## What you will do:
Reproduce each of the records below word for word, leaving every line unchanged.

## Records for the task:
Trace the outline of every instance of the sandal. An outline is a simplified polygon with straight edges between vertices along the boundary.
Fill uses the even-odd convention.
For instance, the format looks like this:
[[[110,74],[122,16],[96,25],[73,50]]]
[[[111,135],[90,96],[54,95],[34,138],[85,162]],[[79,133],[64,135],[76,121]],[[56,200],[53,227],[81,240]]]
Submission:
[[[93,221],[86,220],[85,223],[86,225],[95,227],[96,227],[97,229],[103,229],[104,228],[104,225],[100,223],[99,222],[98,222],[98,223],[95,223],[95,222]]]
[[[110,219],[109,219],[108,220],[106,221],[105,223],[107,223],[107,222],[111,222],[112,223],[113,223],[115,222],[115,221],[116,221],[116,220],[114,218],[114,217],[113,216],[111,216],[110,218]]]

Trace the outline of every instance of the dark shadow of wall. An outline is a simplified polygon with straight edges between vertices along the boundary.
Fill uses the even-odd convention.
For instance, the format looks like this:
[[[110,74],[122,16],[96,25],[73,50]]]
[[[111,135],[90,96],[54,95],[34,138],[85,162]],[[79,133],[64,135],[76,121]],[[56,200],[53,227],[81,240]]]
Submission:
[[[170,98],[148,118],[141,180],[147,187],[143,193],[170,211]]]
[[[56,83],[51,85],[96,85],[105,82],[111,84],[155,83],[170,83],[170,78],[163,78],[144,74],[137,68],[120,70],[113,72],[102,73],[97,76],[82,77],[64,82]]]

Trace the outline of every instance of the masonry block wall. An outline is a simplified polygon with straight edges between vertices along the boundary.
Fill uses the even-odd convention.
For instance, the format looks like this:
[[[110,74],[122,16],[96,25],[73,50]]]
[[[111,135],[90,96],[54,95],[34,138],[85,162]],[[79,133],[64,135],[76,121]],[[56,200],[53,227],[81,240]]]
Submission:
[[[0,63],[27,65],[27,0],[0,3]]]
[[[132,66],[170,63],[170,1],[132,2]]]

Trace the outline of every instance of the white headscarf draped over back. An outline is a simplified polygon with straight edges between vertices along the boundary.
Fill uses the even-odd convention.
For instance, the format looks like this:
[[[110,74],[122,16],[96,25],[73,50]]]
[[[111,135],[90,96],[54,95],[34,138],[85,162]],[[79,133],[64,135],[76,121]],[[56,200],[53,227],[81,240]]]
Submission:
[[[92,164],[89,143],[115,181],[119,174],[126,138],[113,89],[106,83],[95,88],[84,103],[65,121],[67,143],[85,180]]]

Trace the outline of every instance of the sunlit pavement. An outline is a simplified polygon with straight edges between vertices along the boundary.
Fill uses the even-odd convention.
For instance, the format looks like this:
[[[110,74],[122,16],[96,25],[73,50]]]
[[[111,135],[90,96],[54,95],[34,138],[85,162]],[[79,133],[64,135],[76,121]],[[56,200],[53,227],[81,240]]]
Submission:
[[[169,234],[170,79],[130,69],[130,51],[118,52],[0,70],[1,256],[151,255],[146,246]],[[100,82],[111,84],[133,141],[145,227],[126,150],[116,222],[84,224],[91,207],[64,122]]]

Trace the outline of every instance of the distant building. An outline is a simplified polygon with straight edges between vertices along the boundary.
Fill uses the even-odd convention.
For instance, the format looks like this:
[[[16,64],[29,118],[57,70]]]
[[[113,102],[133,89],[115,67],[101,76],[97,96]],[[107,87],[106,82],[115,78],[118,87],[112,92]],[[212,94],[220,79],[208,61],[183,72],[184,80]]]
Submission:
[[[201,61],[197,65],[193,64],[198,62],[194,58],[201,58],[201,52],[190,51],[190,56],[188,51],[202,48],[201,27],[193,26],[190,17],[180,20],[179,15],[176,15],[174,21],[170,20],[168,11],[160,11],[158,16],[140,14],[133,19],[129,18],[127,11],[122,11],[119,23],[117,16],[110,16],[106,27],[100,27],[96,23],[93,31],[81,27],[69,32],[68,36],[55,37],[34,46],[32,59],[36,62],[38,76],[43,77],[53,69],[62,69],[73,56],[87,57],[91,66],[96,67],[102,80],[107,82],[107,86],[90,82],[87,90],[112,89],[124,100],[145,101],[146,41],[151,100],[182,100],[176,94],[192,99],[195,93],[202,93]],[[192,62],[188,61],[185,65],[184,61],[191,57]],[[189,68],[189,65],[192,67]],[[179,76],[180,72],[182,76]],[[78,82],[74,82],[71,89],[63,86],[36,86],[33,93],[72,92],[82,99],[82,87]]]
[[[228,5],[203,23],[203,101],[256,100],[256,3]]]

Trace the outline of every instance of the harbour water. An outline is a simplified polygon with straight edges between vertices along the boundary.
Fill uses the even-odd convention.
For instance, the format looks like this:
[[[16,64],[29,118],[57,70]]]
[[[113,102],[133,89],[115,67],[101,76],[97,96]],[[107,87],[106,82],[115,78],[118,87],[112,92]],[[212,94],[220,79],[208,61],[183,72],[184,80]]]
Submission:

## Complete output:
Trace the outline of every instance of the sandal. An outline is a simplified polygon with straight edges between vertices along the boundary.
Fill uses the even-odd convention.
For instance, the format looks like this:
[[[110,74],[122,16],[96,25],[73,50]]]
[[[111,135],[90,96],[54,95],[34,138],[85,162]],[[79,133],[64,135],[76,121]],[[56,200],[53,227],[81,240]]]
Submission:
[[[93,221],[86,220],[85,223],[86,225],[95,227],[96,227],[97,229],[103,229],[104,228],[104,225],[100,223],[99,222],[98,222],[98,223],[95,223],[95,222]]]
[[[110,219],[109,219],[108,220],[106,221],[105,223],[107,223],[107,222],[111,222],[112,223],[113,223],[115,222],[115,221],[116,221],[116,220],[114,218],[114,217],[113,216],[111,216],[110,218]]]

Trace the outline of every instance of the dark shadow of wall. An outline is a simplified polygon with straight edges between vertices along the boundary.
Fill uses the even-odd convention.
For instance, the format looks like this:
[[[110,74],[122,16],[96,25],[73,50]]]
[[[111,135],[90,96],[54,95],[34,138],[85,162]],[[79,133],[64,135],[76,121]],[[56,200],[53,227],[81,240]]]
Submission:
[[[170,98],[148,118],[141,180],[147,187],[143,193],[170,211]]]
[[[56,83],[51,85],[96,85],[105,82],[111,84],[155,83],[170,83],[170,78],[163,78],[144,74],[137,68],[120,70],[113,72],[102,73],[97,76],[82,77],[64,82]]]

Trace the outline of every instance of the masonry block wall. An outline is a simplified polygon with straight edges between vertices along the boundary.
Fill uses the even-odd convention.
For instance, the format looks like this:
[[[110,74],[122,16],[96,25],[73,50]]]
[[[111,135],[90,96],[54,95],[34,138],[85,162]],[[79,133],[64,135],[76,121]],[[56,200],[53,227],[81,240]]]
Submission:
[[[0,63],[27,65],[27,0],[0,3]]]
[[[132,66],[170,63],[170,1],[132,2]]]

Trace the outline of every instance of the white headscarf draped over back. An outline is a simplified polygon with straight edges between vertices along the boundary.
Fill uses the even-odd convention.
For instance, the format looks like this:
[[[110,74],[122,16],[96,25],[73,50]]]
[[[111,135],[90,96],[54,95],[34,138],[85,162]],[[79,133],[64,135],[76,121]],[[56,200],[53,227],[81,240]]]
Submission:
[[[92,164],[89,143],[115,181],[119,174],[126,138],[113,89],[106,83],[95,88],[84,103],[65,121],[67,143],[85,180]]]

Trace the outline of every instance of the sunlit pavement. An outline is a simplified polygon with straight edges between vertices along the boundary.
Fill uses the even-odd convention.
For instance, the format looks like this:
[[[110,74],[122,16],[96,25],[73,50]]]
[[[111,135],[90,96],[54,95],[34,138],[85,162]],[[79,133],[64,135],[76,121]],[[56,200],[53,227],[81,240]]]
Submission:
[[[169,234],[170,79],[130,69],[130,51],[118,52],[0,70],[1,256],[151,255],[146,246]],[[100,82],[111,84],[133,141],[145,227],[126,150],[116,222],[84,224],[91,207],[64,122]]]

Trace the outline of every instance of the distant building. An outline is a simplified polygon with straight edges between vertices along the boundary.
Fill uses the even-odd convention.
For instance, the format looks like this:
[[[16,64],[29,118],[57,70]]]
[[[113,102],[133,89],[115,67],[101,76],[97,96]],[[107,87],[106,82],[115,78],[118,87],[112,92]],[[212,94],[220,79],[208,61],[183,72],[184,80]]]
Submission:
[[[201,61],[197,65],[193,64],[198,62],[194,58],[201,58],[201,52],[190,51],[190,56],[188,51],[202,48],[201,27],[193,26],[190,17],[180,20],[179,15],[176,15],[174,21],[170,20],[168,11],[160,11],[158,16],[140,14],[133,19],[129,18],[127,11],[122,11],[119,23],[117,16],[110,16],[106,27],[100,27],[96,23],[93,31],[81,27],[69,32],[68,36],[55,37],[34,46],[32,59],[36,62],[38,76],[43,77],[53,69],[62,69],[73,56],[87,57],[91,66],[96,67],[102,80],[107,82],[107,86],[90,82],[87,90],[112,89],[124,100],[145,101],[146,41],[151,100],[182,100],[176,94],[192,99],[195,93],[202,93]],[[192,62],[188,61],[185,65],[184,61],[191,57]],[[189,68],[189,65],[192,67]],[[179,76],[180,72],[182,76]],[[78,82],[74,82],[71,89],[63,86],[36,86],[33,93],[72,92],[82,99],[82,87]]]
[[[228,5],[203,23],[203,101],[256,100],[256,3]]]

Trace the outline of every instance of the harbour water. An outline is a simplified polygon with straight edges between vertices along the boundary.
Fill uses the even-odd convention.
For instance, the format looks like this:
[[[16,64],[29,118],[57,70]]]
[[[113,102],[133,89],[115,67],[101,76],[97,96]],[[107,87],[106,82],[115,78],[118,87],[112,92]],[[212,94],[220,79],[208,61],[183,72],[184,80]]]
Submission:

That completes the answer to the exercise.